== ИСХОДНЫЙ ТЕКСТ ==
Вторым университетом стала для Кассу работа литературным секретарем у П.Луйса, романиста, знатока древних языков и культур, в прошлом издателя журнала "Ля Конк", который объединял в 1890-е годы Малларме, Верлена, Валери, Метерлинка. С 1906 г. Луйс перестал публиковаться, но продолжал литературную работу. И это он, по признанию Кассу, научил своего молодого секретаря беспощадной требовательности к каждому написанному слову.
Но Кассу не устраивала полная отрешенность Луйса от политической жизни. Он переходит в редакцию "Меркюр де Франс", а в 1925 г. - в Министерство народного просвещения, одновременно дебютируя романом "Похвала безумию". Он заявляет об основном положении своей жизненной позиции: литература и искусства представляют категорию не столько эстетическую, сколько нравственную, аккумулируя нравственные достижения своего поколения и превращая их в творческую потенцию развития последующих поколений.

== ИСХОДНЫЕ ДАННЫЕ ==
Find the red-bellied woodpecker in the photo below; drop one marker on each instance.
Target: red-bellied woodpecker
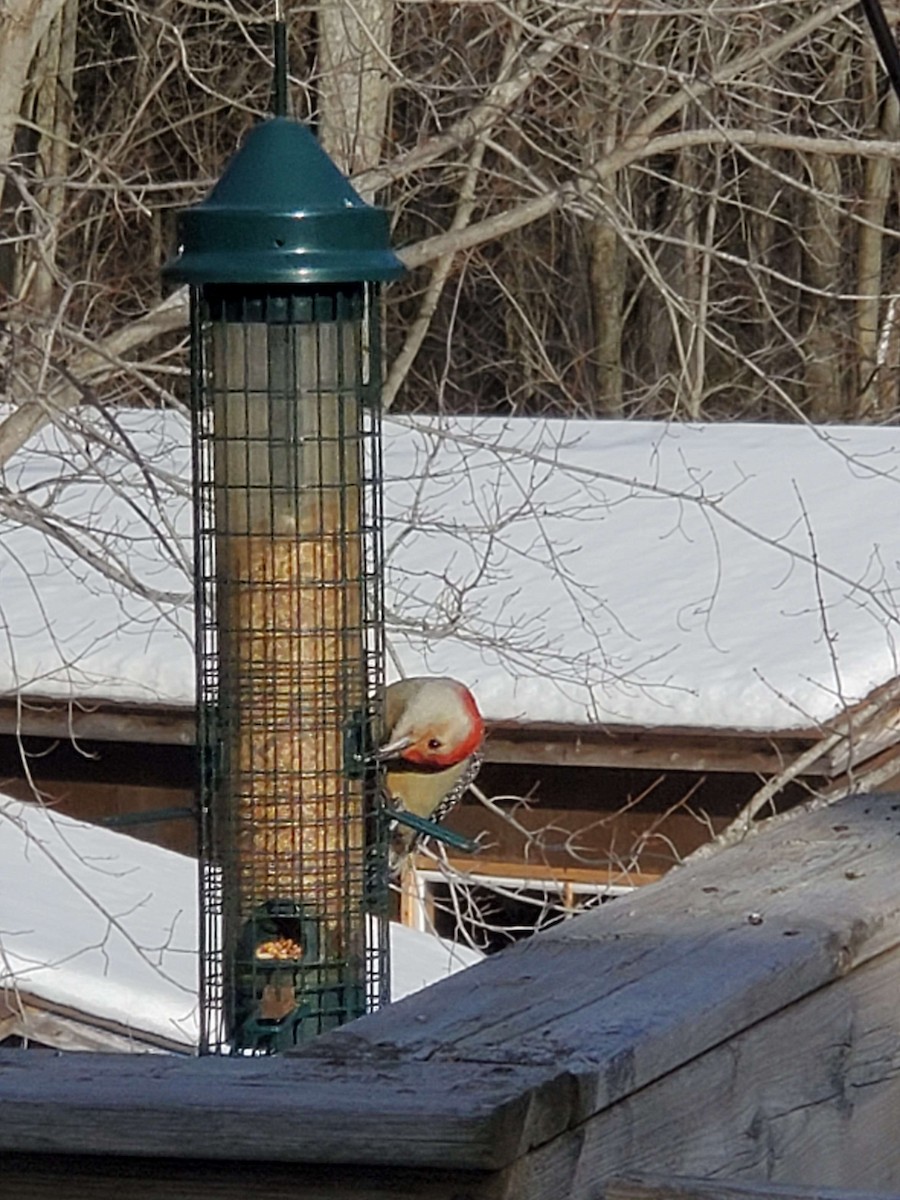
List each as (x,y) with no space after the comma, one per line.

== ЦЕЛЬ ==
Выпишите из текста о Кассу без изменений отрывок от слов «Но Кассу не» до слов «развития последующих поколений.» включительно. Опирайтесь только на текст о Кассу.

== РЕЗУЛЬТАТ ==
Но Кассу не устраивала полная отрешенность Луйса от политической жизни. Он переходит в редакцию "Меркюр де Франс", а в 1925 г. - в Министерство народного просвещения, одновременно дебютируя романом "Похвала безумию". Он заявляет об основном положении своей жизненной позиции: литература и искусства представляют категорию не столько эстетическую, сколько нравственную, аккумулируя нравственные достижения своего поколения и превращая их в творческую потенцию развития последующих поколений.